▶ _AIM OF THE EXERCISE_:
Please take the records that follow and repeat exactly the lines starting with the line with "Query: wooden shelter roof" and going on through the line with "Placement rule: one point per instance of the asphalt".

▶ _GIVEN DATA_:
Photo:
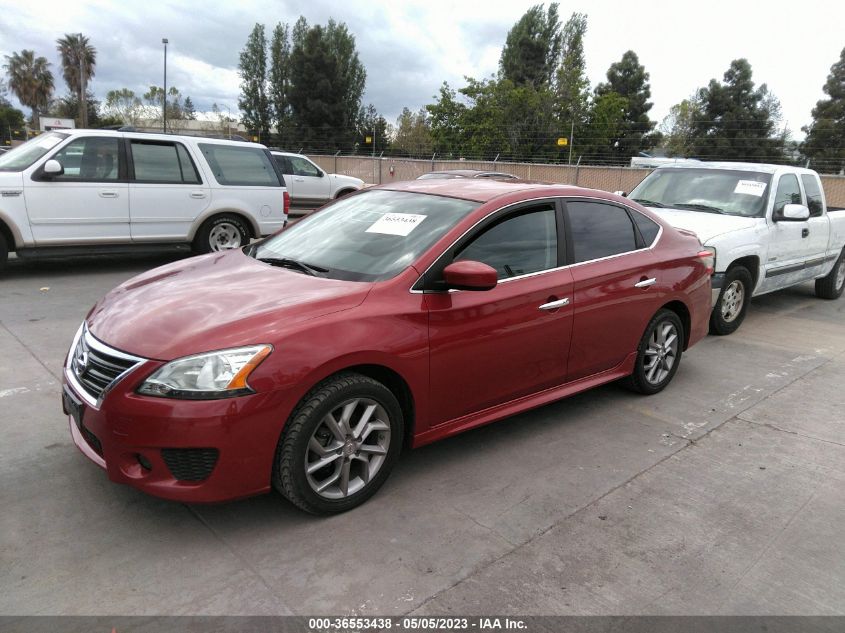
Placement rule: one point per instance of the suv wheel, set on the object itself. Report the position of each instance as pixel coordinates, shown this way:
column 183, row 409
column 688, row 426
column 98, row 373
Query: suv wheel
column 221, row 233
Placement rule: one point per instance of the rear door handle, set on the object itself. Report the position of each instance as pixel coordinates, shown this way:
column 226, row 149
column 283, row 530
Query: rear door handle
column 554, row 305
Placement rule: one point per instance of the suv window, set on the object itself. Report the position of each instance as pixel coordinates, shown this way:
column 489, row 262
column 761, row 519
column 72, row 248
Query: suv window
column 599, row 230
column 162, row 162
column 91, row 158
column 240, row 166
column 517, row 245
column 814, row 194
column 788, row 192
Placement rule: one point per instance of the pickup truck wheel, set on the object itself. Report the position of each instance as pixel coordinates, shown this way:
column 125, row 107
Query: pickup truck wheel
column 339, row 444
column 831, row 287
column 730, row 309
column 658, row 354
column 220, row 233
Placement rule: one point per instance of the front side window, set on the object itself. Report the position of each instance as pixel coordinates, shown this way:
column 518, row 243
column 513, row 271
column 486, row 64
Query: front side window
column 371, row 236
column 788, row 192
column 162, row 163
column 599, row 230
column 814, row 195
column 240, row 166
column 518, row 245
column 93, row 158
--
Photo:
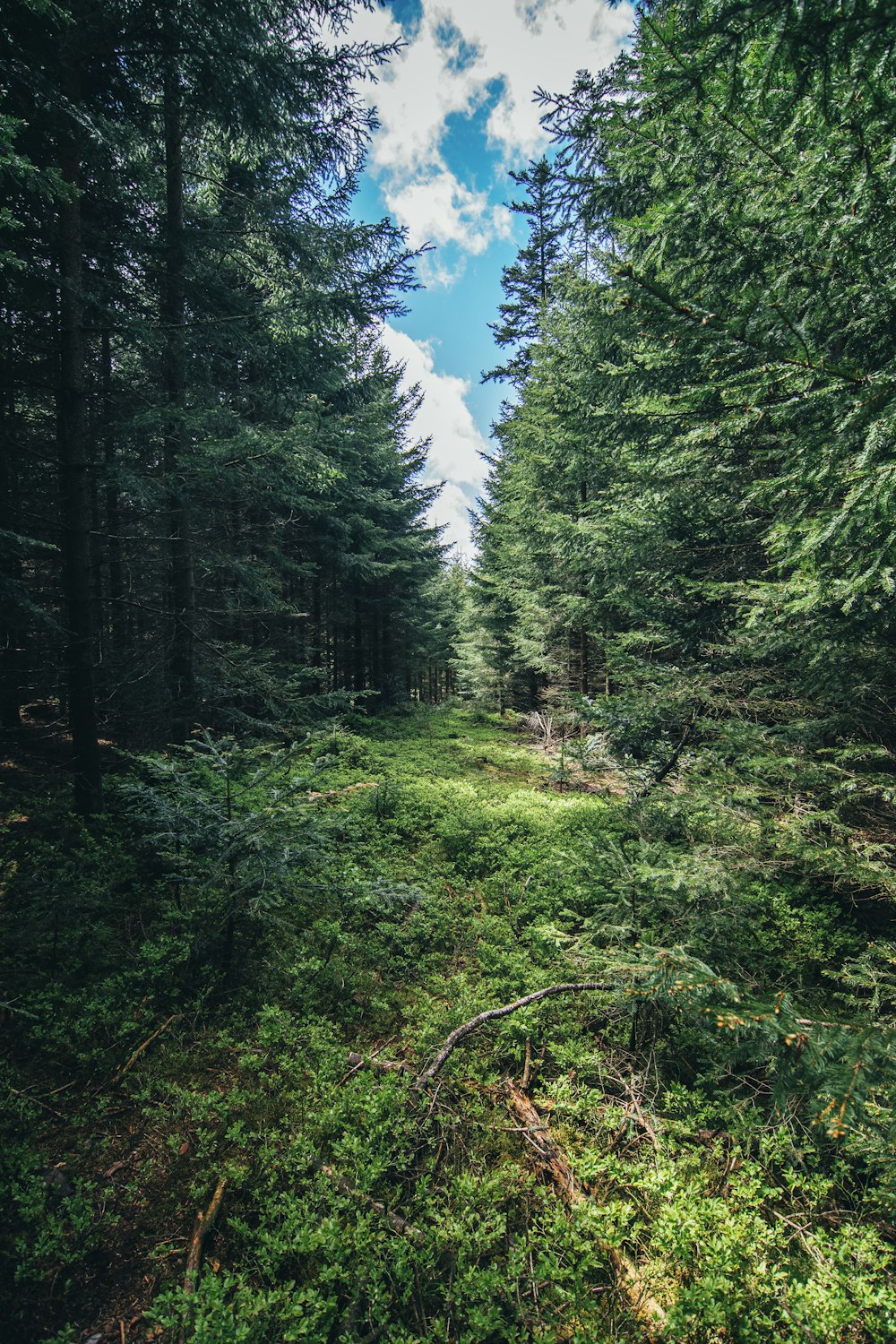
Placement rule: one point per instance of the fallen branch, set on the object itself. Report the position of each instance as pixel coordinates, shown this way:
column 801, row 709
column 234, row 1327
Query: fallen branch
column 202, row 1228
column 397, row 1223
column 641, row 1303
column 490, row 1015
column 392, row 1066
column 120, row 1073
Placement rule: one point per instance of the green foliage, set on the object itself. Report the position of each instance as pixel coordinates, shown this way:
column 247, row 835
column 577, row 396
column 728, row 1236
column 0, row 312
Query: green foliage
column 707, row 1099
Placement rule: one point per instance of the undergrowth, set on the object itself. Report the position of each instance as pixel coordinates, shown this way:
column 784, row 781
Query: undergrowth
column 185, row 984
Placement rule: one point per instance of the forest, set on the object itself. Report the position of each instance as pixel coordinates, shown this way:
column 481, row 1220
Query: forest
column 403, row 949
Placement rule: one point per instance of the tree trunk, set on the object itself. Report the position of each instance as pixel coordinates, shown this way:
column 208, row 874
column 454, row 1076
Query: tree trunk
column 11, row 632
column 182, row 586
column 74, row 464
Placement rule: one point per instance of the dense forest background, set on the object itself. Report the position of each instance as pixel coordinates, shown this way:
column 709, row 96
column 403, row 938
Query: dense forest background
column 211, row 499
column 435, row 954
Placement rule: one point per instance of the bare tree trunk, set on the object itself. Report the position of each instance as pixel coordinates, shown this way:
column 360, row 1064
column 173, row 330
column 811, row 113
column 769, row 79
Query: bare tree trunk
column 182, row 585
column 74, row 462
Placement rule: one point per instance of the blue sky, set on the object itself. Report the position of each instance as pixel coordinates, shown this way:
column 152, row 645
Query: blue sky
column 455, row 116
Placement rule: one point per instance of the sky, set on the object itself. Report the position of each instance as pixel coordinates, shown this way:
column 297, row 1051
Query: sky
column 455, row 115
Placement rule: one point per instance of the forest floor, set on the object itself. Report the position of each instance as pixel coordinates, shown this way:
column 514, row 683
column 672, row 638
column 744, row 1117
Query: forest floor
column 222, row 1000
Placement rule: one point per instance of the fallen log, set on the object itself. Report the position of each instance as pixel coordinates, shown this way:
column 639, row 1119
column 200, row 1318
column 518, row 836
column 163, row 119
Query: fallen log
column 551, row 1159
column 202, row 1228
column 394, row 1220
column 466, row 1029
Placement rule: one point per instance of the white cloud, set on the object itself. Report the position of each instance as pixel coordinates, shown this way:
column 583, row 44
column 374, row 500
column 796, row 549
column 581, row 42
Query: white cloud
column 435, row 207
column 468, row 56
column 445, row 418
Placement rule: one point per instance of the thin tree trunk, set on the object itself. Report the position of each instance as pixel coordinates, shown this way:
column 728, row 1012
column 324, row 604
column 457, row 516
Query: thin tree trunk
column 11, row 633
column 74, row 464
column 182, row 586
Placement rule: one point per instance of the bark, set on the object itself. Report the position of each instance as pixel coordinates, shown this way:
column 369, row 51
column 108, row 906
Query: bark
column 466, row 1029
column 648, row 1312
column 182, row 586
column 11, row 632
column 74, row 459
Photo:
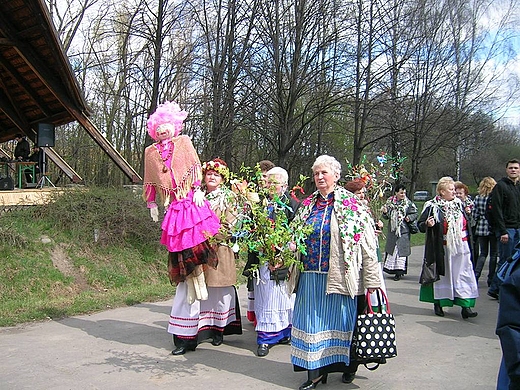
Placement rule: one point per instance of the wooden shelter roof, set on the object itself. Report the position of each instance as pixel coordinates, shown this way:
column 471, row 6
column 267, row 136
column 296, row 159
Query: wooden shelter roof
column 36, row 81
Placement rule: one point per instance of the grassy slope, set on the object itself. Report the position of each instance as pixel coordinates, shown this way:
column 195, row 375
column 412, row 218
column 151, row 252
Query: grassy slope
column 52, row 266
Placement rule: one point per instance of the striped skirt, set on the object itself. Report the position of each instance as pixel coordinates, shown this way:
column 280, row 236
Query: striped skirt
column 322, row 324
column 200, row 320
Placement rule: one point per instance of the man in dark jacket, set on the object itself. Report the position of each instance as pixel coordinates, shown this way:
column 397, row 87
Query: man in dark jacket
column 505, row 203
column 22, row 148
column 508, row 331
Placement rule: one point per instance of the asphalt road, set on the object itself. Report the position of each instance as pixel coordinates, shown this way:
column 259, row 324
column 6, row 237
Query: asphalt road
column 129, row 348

▶ _ANSWER TO THIS EXERCISE_:
Query: wooden shelter roof
column 36, row 81
Placement rule: one point per instance of the grassy slope, set on the object itself. Report the position of each instance as pixel coordinates, shown this way:
column 195, row 375
column 412, row 218
column 151, row 252
Query: grassy slope
column 52, row 266
Placement rule: one point per instance of the striped skirt, set on the object itself. Report the position of each instance as pixel coordinates, shown this way:
column 280, row 236
Query: striped skirt
column 322, row 324
column 200, row 320
Placement rule: one point per instance of the man in dark jacket, set on the object itself. Report the position of each instance as pixel coordinates, shown this way:
column 397, row 87
Query: man in dark jacket
column 505, row 203
column 22, row 148
column 508, row 331
Placement rule: one point per instance of the asphalt road, set on the object itself. Report the position of each instance as pixel coordinates, shown this way:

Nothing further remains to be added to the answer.